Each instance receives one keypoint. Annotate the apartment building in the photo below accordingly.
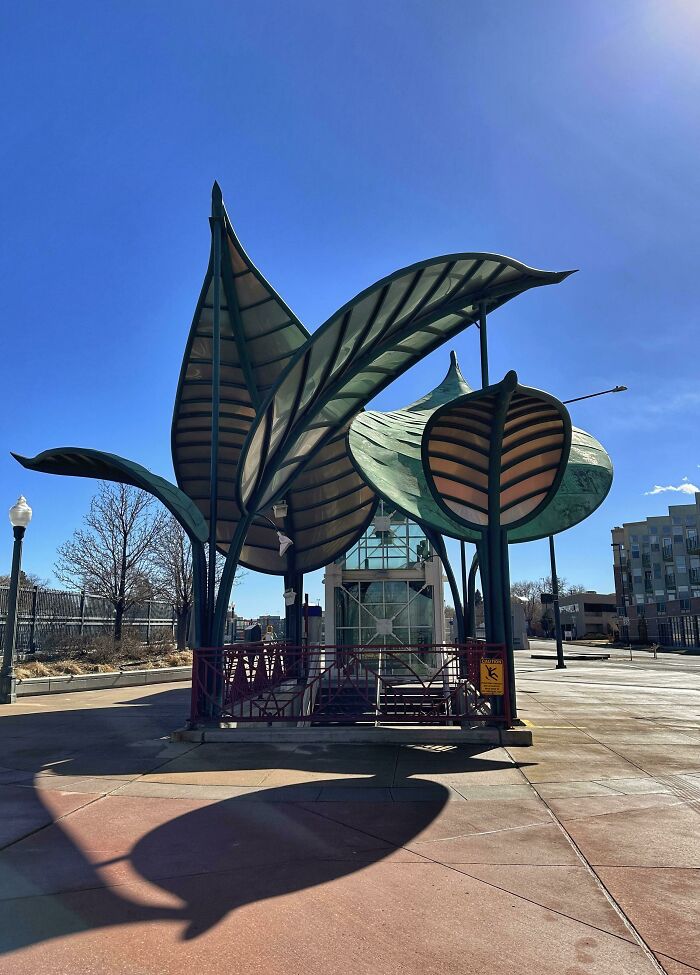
(656, 564)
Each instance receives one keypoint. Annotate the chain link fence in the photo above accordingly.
(47, 616)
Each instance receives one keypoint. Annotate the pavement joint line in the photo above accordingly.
(488, 832)
(454, 868)
(48, 825)
(601, 886)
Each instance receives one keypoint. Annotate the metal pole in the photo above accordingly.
(32, 626)
(8, 686)
(470, 616)
(483, 345)
(215, 405)
(465, 594)
(555, 603)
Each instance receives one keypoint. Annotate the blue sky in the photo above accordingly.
(350, 138)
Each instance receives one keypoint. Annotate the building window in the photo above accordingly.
(392, 542)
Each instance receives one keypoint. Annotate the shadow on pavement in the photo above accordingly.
(101, 869)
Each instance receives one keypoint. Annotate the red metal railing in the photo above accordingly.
(275, 682)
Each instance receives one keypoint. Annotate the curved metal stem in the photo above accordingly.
(438, 543)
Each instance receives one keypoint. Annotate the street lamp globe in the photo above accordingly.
(20, 513)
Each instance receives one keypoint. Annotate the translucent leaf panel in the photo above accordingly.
(84, 462)
(362, 348)
(511, 445)
(259, 337)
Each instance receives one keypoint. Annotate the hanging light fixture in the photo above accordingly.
(285, 543)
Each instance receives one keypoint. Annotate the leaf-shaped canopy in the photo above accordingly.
(259, 335)
(498, 453)
(363, 347)
(386, 448)
(331, 504)
(84, 462)
(585, 485)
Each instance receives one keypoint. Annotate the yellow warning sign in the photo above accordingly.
(491, 676)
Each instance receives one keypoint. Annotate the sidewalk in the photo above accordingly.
(125, 853)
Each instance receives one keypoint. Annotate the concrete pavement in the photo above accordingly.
(126, 853)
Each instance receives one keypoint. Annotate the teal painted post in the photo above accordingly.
(471, 595)
(216, 221)
(508, 620)
(227, 577)
(438, 543)
(465, 594)
(483, 345)
(8, 683)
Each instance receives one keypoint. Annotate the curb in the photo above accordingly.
(69, 683)
(358, 736)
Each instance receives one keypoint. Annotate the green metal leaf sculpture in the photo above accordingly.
(386, 448)
(263, 409)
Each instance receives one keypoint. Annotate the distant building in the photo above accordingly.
(387, 590)
(657, 577)
(588, 614)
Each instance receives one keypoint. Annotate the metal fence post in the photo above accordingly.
(32, 625)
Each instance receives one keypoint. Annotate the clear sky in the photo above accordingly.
(350, 138)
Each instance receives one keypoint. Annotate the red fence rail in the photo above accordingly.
(318, 685)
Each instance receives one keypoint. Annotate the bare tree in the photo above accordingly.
(529, 591)
(27, 580)
(172, 575)
(112, 556)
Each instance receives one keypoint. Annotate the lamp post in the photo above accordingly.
(552, 558)
(20, 516)
(555, 604)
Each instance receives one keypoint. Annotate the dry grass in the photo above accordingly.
(102, 657)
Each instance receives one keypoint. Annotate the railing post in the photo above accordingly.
(32, 625)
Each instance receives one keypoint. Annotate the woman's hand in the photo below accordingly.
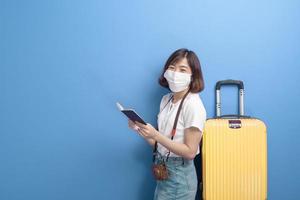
(132, 125)
(147, 131)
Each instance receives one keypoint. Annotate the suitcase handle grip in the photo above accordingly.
(233, 116)
(240, 85)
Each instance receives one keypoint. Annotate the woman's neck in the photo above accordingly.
(179, 95)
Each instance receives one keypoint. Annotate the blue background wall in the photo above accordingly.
(64, 64)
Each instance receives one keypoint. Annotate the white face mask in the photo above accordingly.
(177, 81)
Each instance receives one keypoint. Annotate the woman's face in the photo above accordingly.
(181, 66)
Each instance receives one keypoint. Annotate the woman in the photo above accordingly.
(182, 75)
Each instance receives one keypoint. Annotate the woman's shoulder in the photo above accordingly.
(194, 101)
(165, 99)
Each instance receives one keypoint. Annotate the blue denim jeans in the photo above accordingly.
(182, 181)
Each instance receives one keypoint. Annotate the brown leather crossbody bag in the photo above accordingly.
(159, 168)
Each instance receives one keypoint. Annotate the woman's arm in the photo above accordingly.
(188, 149)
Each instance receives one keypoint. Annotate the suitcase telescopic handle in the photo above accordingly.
(240, 85)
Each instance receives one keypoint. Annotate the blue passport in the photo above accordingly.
(131, 114)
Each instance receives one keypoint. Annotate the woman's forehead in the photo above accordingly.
(181, 62)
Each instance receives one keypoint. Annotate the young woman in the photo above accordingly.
(183, 77)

——————

--- What you need to do ---
Only the lines from the one with "Each instance receives one keypoint. Annotate the young" through the end of the data should be printed, each exactly as it appears.

--- Task output ---
Each instance receives one keypoint. Annotate the young woman in the photo above accordingly.
(183, 77)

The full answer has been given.